[Source records]
════════
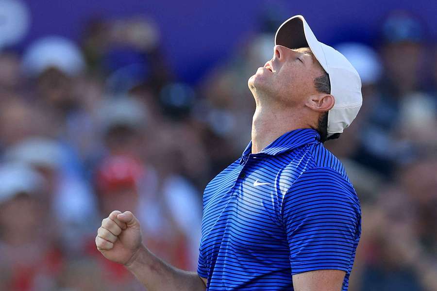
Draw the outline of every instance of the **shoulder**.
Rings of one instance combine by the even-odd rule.
[[[328,169],[331,169],[338,173],[348,183],[351,184],[351,181],[341,162],[334,154],[328,150],[323,144],[319,143],[311,145],[310,151],[316,168],[325,168],[325,171],[326,172],[329,172]]]

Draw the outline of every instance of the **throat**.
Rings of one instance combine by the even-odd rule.
[[[303,122],[298,114],[263,109],[257,106],[252,119],[252,154],[260,152],[284,133],[298,129],[310,127]]]

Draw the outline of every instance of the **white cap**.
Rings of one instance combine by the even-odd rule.
[[[328,136],[343,132],[352,123],[363,103],[361,81],[353,66],[340,52],[318,40],[301,15],[281,25],[275,44],[297,48],[309,47],[331,81],[331,94],[336,103],[328,114]]]
[[[39,39],[31,45],[22,62],[24,72],[33,77],[50,67],[70,76],[79,74],[85,68],[80,48],[71,40],[56,36]]]
[[[42,178],[29,166],[6,163],[0,166],[0,204],[20,193],[32,194],[43,186]]]
[[[104,102],[99,111],[104,131],[118,125],[140,128],[147,122],[147,109],[138,101],[127,96]]]
[[[55,140],[32,137],[6,150],[4,159],[8,162],[47,167],[57,170],[64,159],[62,147]]]

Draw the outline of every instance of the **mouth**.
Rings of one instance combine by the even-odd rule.
[[[271,63],[270,62],[270,61],[266,63],[264,67],[265,69],[269,70],[272,73],[273,72],[273,67],[272,67]]]

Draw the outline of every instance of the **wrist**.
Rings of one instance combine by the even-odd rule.
[[[124,264],[124,266],[130,270],[132,270],[135,268],[136,266],[144,264],[143,258],[144,255],[149,251],[142,243],[139,248],[134,253],[131,259]]]

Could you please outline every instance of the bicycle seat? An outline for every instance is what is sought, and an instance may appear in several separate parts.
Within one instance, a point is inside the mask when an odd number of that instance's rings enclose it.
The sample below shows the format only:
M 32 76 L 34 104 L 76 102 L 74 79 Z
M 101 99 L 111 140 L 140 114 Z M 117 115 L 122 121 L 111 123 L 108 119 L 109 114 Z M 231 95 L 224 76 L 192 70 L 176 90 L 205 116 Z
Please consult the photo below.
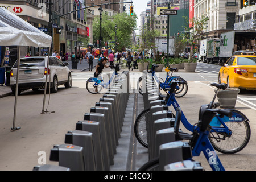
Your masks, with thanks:
M 174 122 L 174 134 L 176 140 L 190 140 L 193 138 L 193 135 L 188 133 L 183 132 L 180 129 L 180 119 L 181 118 L 182 110 L 180 107 L 176 108 L 175 121 Z
M 215 86 L 217 88 L 225 90 L 228 88 L 228 85 L 226 84 L 217 84 L 217 83 L 212 83 L 210 86 Z
M 229 117 L 232 116 L 232 111 L 225 109 L 208 109 L 207 105 L 201 106 L 199 111 L 199 127 L 203 132 L 208 128 L 212 119 L 217 114 L 225 115 Z

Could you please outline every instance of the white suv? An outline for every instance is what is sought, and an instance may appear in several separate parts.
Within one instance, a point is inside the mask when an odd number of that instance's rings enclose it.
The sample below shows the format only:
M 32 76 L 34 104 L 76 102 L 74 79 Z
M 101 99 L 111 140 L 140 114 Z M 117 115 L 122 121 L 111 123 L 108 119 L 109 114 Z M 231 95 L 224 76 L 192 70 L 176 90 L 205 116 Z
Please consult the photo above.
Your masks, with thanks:
M 47 74 L 48 56 L 27 57 L 20 59 L 18 93 L 31 88 L 34 91 L 44 89 Z M 58 85 L 72 87 L 71 72 L 67 67 L 68 63 L 63 63 L 55 56 L 50 56 L 47 82 L 50 80 L 51 92 L 56 93 Z M 10 86 L 13 94 L 15 94 L 18 61 L 11 70 Z M 49 84 L 47 87 L 49 86 Z

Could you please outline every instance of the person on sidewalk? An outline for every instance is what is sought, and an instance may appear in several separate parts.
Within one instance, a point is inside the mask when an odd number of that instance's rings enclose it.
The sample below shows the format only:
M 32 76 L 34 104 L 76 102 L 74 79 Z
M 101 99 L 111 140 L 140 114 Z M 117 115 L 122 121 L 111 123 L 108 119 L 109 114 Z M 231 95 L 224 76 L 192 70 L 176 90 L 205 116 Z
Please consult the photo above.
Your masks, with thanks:
M 110 65 L 114 65 L 115 55 L 112 53 L 112 52 L 110 52 L 110 54 L 109 55 L 108 58 L 109 59 L 109 63 L 110 63 Z
M 88 58 L 89 71 L 92 71 L 92 67 L 93 67 L 93 63 L 94 59 L 94 56 L 92 54 L 90 54 L 90 56 L 89 56 L 89 58 Z
M 128 69 L 130 71 L 130 68 L 132 68 L 131 66 L 131 52 L 130 51 L 128 52 L 128 53 L 127 55 L 127 64 L 128 65 Z

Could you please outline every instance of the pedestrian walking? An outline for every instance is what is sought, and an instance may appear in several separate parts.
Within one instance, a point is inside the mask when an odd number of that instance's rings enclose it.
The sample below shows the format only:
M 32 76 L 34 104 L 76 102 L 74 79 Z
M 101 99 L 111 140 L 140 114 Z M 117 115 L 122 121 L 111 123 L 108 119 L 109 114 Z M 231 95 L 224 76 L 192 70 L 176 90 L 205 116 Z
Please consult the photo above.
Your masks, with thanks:
M 65 55 L 65 59 L 67 61 L 68 59 L 68 51 L 66 52 L 66 54 Z
M 114 57 L 115 57 L 115 55 L 112 52 L 110 52 L 110 54 L 109 55 L 109 63 L 110 64 L 110 65 L 114 65 Z
M 52 55 L 52 56 L 57 56 L 57 51 L 54 50 L 53 53 Z
M 72 52 L 72 55 L 71 56 L 71 58 L 72 59 L 75 59 L 75 52 Z
M 128 69 L 130 71 L 130 68 L 131 68 L 131 52 L 130 51 L 128 52 L 128 53 L 127 54 L 127 64 L 128 64 Z
M 103 55 L 102 55 L 102 54 L 101 54 L 101 56 L 100 56 L 100 57 L 99 57 L 99 59 L 98 59 L 98 61 L 101 61 L 101 60 L 103 58 Z
M 120 64 L 120 59 L 121 57 L 121 54 L 119 52 L 118 52 L 117 56 L 117 60 L 119 64 Z
M 89 56 L 89 58 L 88 58 L 89 71 L 92 71 L 92 67 L 93 67 L 93 63 L 94 59 L 94 56 L 92 54 L 90 54 L 90 56 Z
M 80 55 L 80 64 L 82 64 L 82 59 L 84 59 L 84 55 L 82 53 L 81 53 Z

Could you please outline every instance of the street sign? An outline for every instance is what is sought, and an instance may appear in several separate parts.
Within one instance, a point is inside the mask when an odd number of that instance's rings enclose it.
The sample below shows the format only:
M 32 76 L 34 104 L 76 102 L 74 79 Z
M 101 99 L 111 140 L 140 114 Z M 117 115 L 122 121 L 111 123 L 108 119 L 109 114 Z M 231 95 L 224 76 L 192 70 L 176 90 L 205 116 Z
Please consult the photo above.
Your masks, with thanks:
M 160 15 L 177 15 L 177 10 L 160 9 Z

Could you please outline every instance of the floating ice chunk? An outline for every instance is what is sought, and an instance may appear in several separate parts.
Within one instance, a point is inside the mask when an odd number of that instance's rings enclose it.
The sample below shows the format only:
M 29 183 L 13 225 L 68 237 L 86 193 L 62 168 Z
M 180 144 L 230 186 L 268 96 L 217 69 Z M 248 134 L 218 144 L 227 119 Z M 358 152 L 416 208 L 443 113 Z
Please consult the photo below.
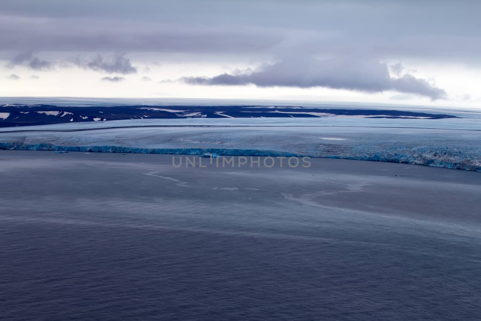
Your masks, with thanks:
M 219 157 L 222 157 L 222 156 L 220 156 L 220 155 L 215 153 L 204 153 L 202 155 L 199 155 L 199 156 L 201 157 L 205 157 L 207 158 L 218 158 Z

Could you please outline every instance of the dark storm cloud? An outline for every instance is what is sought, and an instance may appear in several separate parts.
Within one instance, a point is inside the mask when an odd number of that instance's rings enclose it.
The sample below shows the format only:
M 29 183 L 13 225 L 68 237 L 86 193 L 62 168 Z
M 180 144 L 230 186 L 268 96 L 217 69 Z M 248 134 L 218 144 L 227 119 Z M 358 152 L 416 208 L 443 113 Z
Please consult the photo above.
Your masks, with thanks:
M 12 74 L 10 76 L 7 77 L 7 79 L 9 80 L 18 80 L 20 78 L 20 76 L 18 75 L 15 75 L 15 74 Z
M 180 80 L 193 85 L 322 87 L 367 92 L 392 90 L 432 100 L 446 96 L 444 90 L 432 86 L 425 79 L 408 74 L 392 78 L 385 64 L 374 59 L 359 59 L 352 56 L 326 60 L 291 58 L 265 65 L 256 70 L 223 74 L 212 77 L 184 77 Z
M 7 66 L 12 68 L 18 65 L 26 65 L 35 70 L 51 70 L 53 69 L 54 63 L 34 57 L 33 51 L 30 51 L 20 52 L 15 56 Z
M 429 57 L 479 63 L 481 2 L 3 0 L 7 50 Z
M 481 1 L 468 0 L 2 0 L 0 30 L 7 32 L 0 32 L 0 54 L 127 51 L 151 55 L 148 61 L 165 53 L 194 62 L 200 54 L 214 61 L 227 56 L 232 61 L 276 59 L 280 62 L 258 70 L 184 80 L 394 90 L 437 99 L 446 95 L 442 89 L 406 74 L 400 63 L 391 66 L 396 76 L 392 78 L 389 68 L 377 62 L 429 59 L 479 66 L 480 12 Z M 336 64 L 338 59 L 329 59 L 346 54 L 352 62 Z M 323 60 L 305 58 L 315 55 Z M 107 73 L 137 72 L 122 55 L 112 60 L 98 56 L 72 62 Z M 32 56 L 20 63 L 33 69 L 52 66 Z
M 103 77 L 100 79 L 101 81 L 110 81 L 111 82 L 119 82 L 123 81 L 125 80 L 125 78 L 124 77 L 119 77 L 118 76 L 114 77 Z
M 119 73 L 126 75 L 135 74 L 137 68 L 132 65 L 130 60 L 123 54 L 115 54 L 111 60 L 106 60 L 101 55 L 97 55 L 91 59 L 77 58 L 72 62 L 78 66 L 94 71 L 101 71 L 109 74 Z

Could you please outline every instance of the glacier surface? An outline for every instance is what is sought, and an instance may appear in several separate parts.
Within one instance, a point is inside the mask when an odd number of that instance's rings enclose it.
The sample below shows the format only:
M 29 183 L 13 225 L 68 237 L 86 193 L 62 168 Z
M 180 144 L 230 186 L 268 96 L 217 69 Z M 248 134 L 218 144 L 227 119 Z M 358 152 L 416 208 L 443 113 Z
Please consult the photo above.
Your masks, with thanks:
M 479 119 L 177 120 L 12 128 L 0 133 L 0 149 L 308 156 L 481 171 Z

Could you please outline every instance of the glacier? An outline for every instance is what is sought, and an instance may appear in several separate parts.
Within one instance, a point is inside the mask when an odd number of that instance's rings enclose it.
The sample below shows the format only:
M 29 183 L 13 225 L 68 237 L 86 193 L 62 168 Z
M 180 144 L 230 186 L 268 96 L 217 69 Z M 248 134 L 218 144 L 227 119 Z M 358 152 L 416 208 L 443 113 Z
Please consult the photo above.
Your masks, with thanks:
M 480 122 L 466 118 L 119 120 L 2 128 L 0 149 L 307 156 L 481 171 Z

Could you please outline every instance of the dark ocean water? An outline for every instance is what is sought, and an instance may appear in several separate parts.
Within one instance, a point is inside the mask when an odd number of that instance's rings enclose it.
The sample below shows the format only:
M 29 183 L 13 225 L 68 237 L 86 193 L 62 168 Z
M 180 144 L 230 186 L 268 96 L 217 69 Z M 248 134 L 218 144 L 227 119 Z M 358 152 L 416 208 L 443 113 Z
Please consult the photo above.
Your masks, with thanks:
M 1 320 L 479 320 L 481 173 L 170 157 L 1 151 Z

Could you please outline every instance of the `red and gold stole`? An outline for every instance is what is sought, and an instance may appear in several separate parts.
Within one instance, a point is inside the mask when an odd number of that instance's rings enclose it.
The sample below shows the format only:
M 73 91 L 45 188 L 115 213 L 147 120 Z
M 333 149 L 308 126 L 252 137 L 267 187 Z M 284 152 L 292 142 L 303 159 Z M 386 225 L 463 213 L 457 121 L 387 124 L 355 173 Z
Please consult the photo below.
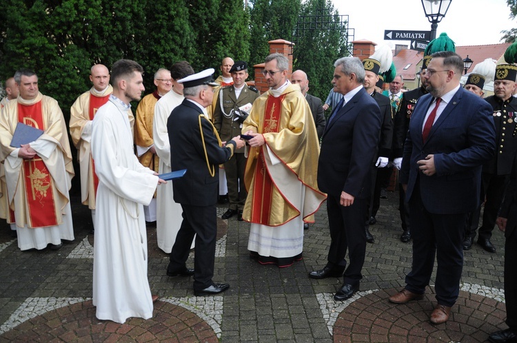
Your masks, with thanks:
M 278 132 L 280 127 L 282 102 L 285 94 L 278 98 L 269 96 L 265 103 L 264 113 L 264 128 L 263 133 Z M 270 225 L 270 214 L 273 205 L 273 189 L 275 187 L 270 176 L 264 160 L 263 145 L 255 168 L 255 180 L 253 185 L 253 200 L 252 201 L 251 222 L 263 225 Z
M 108 101 L 110 100 L 110 94 L 108 94 L 104 96 L 96 96 L 91 92 L 90 93 L 90 109 L 88 110 L 88 116 L 90 116 L 90 121 L 93 120 L 93 117 L 94 116 L 95 116 L 95 113 L 97 112 L 97 110 L 99 110 L 101 106 L 106 103 Z M 97 174 L 95 173 L 95 163 L 94 163 L 91 156 L 90 156 L 90 159 L 91 160 L 90 162 L 92 164 L 92 174 L 93 174 L 93 189 L 95 191 L 95 194 L 93 195 L 93 197 L 94 198 L 95 198 L 97 195 L 99 178 L 97 178 Z
M 37 129 L 45 129 L 42 101 L 32 105 L 18 103 L 18 121 Z M 28 227 L 57 225 L 56 205 L 52 194 L 53 181 L 45 163 L 38 156 L 23 160 L 27 208 L 29 211 Z

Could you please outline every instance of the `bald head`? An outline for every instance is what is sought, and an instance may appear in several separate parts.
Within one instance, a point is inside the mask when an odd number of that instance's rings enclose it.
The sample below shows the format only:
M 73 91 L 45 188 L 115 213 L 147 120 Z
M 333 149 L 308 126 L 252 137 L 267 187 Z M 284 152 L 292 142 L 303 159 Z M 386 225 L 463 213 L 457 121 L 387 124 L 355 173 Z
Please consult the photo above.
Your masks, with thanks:
M 14 77 L 10 77 L 6 81 L 6 93 L 8 100 L 12 100 L 18 97 L 19 91 Z
M 110 85 L 110 71 L 103 64 L 96 64 L 90 70 L 90 81 L 95 90 L 102 92 Z
M 299 85 L 302 94 L 305 95 L 309 88 L 309 79 L 303 70 L 296 70 L 291 74 L 291 83 Z
M 230 74 L 230 70 L 232 69 L 232 65 L 234 65 L 234 60 L 230 57 L 225 57 L 223 59 L 223 61 L 221 63 L 221 72 L 223 74 L 223 77 L 232 77 Z

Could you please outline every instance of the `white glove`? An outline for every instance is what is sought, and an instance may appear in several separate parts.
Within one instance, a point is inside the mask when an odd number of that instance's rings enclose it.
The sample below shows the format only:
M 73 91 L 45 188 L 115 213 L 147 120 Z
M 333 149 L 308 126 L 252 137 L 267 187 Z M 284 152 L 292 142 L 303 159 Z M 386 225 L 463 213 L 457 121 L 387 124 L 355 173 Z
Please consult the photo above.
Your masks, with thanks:
M 401 170 L 401 167 L 402 167 L 402 157 L 397 157 L 393 160 L 393 165 L 395 166 L 397 170 Z
M 379 157 L 377 159 L 377 163 L 375 164 L 375 166 L 377 168 L 384 168 L 387 165 L 387 157 Z

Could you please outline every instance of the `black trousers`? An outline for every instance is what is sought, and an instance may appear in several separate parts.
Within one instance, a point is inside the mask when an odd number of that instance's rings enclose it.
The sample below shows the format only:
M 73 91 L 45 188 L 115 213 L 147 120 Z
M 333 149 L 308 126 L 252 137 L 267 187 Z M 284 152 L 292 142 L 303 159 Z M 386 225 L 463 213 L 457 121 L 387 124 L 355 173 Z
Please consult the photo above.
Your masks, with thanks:
M 478 240 L 490 239 L 492 236 L 492 230 L 496 225 L 497 213 L 499 211 L 509 182 L 509 175 L 483 174 L 481 201 L 483 202 L 485 197 L 487 200 L 485 202 L 483 224 L 481 227 L 479 228 Z M 480 211 L 480 207 L 479 211 Z M 472 235 L 472 233 L 471 232 Z M 474 236 L 476 236 L 475 231 Z
M 183 221 L 170 253 L 168 271 L 174 271 L 185 267 L 194 236 L 196 235 L 194 258 L 194 289 L 201 291 L 213 282 L 217 236 L 217 213 L 215 205 L 192 206 L 181 204 Z
M 224 165 L 230 200 L 228 209 L 242 211 L 247 196 L 246 186 L 244 185 L 244 170 L 246 169 L 244 153 L 234 154 Z
M 409 204 L 406 201 L 406 192 L 401 183 L 398 184 L 398 213 L 401 215 L 403 231 L 410 231 Z
M 433 272 L 435 256 L 438 263 L 436 300 L 452 306 L 460 293 L 463 268 L 463 237 L 467 214 L 437 214 L 424 207 L 418 185 L 409 200 L 413 263 L 406 276 L 406 289 L 423 294 Z
M 367 213 L 367 199 L 355 199 L 351 206 L 339 204 L 340 198 L 329 195 L 327 212 L 330 229 L 330 248 L 327 265 L 345 269 L 343 282 L 356 284 L 363 278 L 361 269 L 366 253 L 365 220 Z M 348 250 L 349 263 L 345 256 Z M 346 268 L 346 269 L 345 269 Z

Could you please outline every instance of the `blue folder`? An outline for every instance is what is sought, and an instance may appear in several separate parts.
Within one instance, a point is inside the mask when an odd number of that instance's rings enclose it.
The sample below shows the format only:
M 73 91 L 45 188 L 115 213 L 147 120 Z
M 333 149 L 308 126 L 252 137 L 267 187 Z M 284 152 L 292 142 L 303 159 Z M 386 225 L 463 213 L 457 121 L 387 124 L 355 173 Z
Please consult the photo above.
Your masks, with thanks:
M 34 142 L 43 134 L 43 130 L 26 125 L 23 123 L 19 123 L 16 125 L 10 145 L 12 147 L 21 147 L 22 144 Z
M 170 173 L 161 174 L 158 175 L 158 177 L 162 180 L 168 181 L 169 180 L 172 180 L 173 178 L 179 178 L 185 175 L 185 173 L 186 172 L 187 169 L 176 170 L 174 172 L 171 172 Z

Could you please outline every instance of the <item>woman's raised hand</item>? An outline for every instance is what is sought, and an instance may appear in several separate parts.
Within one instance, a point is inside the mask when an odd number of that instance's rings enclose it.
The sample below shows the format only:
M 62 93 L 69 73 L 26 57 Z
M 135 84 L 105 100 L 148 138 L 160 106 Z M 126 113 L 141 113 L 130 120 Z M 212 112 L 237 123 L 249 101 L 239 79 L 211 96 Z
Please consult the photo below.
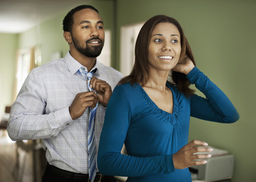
════════
WHAT YOU WILL DO ▸ Report how many lines of the records contain the word "Draw". Give only the number.

CORRECT RESPONSE ▸ 5